§ Task requirements:
What is the count of lines in the material below that hold "label"? Answer with only that number.

^^^^^^^^

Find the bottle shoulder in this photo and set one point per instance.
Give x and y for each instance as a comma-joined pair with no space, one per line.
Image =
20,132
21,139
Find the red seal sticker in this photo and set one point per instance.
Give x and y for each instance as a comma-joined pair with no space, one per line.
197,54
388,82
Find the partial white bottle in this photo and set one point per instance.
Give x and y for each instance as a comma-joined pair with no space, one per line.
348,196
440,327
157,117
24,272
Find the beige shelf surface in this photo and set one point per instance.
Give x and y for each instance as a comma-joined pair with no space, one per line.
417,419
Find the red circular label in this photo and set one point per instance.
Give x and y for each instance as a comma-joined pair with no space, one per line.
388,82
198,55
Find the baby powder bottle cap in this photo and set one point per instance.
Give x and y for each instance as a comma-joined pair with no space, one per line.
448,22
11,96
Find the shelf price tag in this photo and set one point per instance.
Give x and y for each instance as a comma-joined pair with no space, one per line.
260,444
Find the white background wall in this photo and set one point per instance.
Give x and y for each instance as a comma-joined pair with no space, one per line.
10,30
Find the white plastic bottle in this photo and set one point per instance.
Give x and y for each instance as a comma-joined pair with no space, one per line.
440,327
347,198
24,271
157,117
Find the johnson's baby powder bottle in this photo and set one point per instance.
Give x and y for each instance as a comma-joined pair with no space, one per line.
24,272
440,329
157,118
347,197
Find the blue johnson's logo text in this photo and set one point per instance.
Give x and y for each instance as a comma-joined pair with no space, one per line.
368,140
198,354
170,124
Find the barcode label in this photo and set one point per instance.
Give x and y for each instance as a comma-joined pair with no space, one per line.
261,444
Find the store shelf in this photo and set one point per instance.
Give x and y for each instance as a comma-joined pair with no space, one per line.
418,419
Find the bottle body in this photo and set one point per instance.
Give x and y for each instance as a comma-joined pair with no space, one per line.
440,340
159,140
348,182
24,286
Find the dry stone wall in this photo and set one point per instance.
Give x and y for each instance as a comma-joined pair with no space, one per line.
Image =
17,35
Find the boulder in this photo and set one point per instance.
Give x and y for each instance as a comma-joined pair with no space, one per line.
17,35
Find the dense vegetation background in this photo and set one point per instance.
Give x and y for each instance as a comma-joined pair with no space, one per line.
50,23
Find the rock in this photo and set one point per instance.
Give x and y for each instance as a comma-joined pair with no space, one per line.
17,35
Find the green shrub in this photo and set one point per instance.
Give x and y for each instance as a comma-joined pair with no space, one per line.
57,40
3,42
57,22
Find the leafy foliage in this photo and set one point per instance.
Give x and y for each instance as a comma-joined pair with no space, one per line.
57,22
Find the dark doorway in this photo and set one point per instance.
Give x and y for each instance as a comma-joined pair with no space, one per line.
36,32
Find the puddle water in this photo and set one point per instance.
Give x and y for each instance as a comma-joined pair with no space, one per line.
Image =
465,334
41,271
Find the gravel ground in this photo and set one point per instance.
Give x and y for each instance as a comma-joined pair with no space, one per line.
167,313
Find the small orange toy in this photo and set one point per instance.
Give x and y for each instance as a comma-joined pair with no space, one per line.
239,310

^^^^^^^^

§ Your solution:
2